+++ INPUT RECORDS

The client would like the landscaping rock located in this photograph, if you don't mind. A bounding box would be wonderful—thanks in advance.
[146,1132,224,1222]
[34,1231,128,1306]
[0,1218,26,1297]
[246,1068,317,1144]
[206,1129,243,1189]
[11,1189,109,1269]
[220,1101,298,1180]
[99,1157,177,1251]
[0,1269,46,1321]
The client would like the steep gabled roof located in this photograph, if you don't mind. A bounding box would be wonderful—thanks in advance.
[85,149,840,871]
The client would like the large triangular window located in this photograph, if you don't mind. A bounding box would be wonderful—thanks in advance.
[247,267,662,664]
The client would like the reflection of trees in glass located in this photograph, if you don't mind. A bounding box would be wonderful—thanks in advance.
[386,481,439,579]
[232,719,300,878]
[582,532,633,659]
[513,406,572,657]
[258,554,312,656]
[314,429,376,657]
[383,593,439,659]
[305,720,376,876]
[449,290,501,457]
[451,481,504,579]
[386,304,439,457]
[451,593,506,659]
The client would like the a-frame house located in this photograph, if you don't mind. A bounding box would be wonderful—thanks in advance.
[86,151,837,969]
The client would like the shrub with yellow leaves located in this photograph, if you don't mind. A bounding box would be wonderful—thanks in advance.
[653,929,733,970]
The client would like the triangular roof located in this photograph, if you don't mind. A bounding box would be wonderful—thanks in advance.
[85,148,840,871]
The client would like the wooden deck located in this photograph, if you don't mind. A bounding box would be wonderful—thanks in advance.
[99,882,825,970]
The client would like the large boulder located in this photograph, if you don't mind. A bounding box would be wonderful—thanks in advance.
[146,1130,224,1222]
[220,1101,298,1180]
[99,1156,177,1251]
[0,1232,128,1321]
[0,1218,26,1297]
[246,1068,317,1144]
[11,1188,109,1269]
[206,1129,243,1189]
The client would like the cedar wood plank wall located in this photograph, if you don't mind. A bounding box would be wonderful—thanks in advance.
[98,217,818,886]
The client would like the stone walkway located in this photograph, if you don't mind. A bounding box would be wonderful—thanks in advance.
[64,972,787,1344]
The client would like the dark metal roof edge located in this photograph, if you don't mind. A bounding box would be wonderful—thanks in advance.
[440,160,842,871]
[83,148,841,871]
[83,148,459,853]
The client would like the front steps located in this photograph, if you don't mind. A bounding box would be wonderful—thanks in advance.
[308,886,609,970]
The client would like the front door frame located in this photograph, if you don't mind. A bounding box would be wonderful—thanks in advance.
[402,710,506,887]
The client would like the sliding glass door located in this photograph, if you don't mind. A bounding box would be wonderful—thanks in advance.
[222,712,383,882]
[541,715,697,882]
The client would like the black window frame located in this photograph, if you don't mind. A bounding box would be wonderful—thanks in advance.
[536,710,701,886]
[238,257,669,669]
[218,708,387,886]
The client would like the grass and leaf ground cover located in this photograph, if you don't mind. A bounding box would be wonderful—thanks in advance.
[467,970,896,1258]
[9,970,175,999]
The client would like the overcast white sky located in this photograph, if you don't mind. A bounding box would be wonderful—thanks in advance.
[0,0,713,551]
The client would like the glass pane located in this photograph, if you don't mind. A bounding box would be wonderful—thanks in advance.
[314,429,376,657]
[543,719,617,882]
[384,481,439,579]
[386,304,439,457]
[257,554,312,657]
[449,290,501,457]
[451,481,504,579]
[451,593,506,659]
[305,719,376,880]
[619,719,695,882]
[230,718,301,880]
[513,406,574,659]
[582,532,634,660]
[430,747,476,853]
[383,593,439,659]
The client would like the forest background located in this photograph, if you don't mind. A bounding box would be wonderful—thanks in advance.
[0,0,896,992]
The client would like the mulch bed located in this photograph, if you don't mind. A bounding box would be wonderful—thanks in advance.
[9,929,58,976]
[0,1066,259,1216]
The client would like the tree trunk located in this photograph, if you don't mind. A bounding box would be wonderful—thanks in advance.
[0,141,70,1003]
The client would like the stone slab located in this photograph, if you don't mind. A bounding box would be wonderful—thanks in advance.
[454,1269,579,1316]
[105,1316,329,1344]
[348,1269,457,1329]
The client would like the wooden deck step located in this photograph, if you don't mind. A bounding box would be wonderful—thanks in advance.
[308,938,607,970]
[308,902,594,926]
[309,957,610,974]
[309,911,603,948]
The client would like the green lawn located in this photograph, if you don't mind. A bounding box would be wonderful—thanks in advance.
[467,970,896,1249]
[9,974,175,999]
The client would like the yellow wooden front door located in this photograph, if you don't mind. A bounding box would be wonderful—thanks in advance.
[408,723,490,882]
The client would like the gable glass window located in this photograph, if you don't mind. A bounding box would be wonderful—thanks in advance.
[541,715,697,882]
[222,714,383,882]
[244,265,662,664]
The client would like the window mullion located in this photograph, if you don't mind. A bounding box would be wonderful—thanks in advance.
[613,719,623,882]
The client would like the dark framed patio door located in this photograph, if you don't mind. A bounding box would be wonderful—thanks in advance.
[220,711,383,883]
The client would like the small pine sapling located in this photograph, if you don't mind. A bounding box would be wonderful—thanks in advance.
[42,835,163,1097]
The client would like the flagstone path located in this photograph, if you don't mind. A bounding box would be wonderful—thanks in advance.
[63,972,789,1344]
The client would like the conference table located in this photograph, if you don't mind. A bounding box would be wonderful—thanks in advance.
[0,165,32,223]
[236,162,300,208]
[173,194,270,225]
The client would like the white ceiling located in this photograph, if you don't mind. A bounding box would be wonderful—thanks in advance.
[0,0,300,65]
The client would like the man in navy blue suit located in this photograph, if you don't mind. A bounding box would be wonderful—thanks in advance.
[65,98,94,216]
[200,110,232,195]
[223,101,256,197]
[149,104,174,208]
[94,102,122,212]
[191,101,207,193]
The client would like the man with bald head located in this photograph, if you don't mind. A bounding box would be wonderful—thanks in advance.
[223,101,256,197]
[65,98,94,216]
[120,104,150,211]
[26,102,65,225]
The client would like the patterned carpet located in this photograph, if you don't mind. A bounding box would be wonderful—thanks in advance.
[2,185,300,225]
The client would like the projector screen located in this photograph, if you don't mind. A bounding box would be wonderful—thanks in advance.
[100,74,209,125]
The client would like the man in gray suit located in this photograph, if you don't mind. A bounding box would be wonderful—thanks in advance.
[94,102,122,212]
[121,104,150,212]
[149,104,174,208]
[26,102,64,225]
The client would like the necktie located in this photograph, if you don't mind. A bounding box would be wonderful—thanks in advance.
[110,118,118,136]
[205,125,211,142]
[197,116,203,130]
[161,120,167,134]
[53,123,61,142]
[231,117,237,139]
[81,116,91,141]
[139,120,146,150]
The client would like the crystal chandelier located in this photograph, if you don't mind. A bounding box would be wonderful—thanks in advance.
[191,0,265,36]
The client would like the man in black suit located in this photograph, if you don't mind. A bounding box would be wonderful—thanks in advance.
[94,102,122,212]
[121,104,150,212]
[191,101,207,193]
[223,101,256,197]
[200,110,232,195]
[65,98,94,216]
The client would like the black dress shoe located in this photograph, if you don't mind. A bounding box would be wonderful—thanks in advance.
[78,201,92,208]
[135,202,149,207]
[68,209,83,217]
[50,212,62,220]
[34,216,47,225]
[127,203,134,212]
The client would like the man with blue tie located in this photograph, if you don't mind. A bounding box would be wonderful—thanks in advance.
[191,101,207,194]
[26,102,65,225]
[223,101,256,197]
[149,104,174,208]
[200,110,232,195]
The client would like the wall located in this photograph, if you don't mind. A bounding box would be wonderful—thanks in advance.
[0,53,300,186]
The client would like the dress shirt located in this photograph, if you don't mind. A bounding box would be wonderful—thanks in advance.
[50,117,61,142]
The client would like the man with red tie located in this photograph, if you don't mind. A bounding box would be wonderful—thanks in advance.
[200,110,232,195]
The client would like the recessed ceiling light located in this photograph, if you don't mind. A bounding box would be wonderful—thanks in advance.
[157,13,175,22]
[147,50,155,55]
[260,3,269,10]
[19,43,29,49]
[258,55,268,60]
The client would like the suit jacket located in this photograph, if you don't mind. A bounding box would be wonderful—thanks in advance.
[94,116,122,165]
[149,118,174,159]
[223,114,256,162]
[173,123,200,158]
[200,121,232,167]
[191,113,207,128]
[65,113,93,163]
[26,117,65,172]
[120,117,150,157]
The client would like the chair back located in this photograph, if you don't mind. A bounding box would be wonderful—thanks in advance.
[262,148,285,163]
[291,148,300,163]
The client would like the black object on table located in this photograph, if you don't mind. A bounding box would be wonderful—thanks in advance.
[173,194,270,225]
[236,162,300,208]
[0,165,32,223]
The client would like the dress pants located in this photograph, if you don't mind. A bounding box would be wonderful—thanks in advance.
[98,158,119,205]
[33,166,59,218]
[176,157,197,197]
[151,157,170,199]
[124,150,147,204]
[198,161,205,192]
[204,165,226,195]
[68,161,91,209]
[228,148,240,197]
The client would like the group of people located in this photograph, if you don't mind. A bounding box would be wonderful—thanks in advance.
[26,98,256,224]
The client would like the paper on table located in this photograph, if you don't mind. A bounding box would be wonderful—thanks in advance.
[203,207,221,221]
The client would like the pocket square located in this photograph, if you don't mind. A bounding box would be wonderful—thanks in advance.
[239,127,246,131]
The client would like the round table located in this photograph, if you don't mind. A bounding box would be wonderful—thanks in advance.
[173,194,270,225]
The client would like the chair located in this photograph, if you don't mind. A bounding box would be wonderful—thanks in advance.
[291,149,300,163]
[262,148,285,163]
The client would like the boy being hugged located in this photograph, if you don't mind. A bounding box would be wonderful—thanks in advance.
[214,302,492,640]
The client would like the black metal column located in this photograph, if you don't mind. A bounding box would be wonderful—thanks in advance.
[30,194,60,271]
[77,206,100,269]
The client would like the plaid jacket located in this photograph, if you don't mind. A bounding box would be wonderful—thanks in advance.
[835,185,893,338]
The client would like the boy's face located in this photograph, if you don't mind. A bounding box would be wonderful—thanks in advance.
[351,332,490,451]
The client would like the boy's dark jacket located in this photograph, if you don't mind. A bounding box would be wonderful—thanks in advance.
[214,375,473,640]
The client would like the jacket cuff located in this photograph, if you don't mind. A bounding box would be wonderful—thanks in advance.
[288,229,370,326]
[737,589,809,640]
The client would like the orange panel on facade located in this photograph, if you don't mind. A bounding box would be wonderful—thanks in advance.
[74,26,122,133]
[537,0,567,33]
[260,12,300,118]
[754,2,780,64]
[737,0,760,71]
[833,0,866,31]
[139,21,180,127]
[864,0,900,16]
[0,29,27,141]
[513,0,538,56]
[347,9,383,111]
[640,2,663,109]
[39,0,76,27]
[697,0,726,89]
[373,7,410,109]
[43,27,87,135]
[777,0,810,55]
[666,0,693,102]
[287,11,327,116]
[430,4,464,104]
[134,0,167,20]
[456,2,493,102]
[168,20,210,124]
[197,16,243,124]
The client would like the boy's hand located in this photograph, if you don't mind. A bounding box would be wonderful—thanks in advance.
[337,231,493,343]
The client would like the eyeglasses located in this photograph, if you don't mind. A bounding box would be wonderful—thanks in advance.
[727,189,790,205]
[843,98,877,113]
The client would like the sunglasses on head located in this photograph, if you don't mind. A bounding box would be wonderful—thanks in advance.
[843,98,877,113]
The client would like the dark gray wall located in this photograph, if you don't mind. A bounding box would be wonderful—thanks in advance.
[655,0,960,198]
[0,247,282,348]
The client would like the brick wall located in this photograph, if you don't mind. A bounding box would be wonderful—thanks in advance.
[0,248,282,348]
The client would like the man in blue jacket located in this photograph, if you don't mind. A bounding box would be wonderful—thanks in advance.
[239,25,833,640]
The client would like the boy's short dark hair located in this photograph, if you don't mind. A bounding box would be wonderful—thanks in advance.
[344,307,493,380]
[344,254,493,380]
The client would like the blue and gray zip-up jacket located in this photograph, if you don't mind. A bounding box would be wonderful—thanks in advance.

++++++

### GIVEN INSTRUCTION
Copy the listing verbatim from its first line through the line containing "[247,267,662,664]", including both ends.

### CORRECT RESULT
The client would like the landscaping rock located in this photograph, if you don't mind. A bounding box would be wonderful—thanks in advance.
[146,1132,224,1222]
[34,1231,128,1306]
[0,1218,26,1297]
[246,1068,317,1144]
[206,1129,243,1189]
[11,1189,109,1269]
[220,1101,298,1180]
[99,1157,177,1251]
[0,1269,46,1321]
The client would like the steep gabled roof located in this photograph, if you don't mind. A bounding box would be wonderful—thanks in advance.
[85,149,840,871]
The client would like the large triangular window located in this photograph, if you don't mind. A bounding box would be wonderful—thanks in advance.
[247,267,662,664]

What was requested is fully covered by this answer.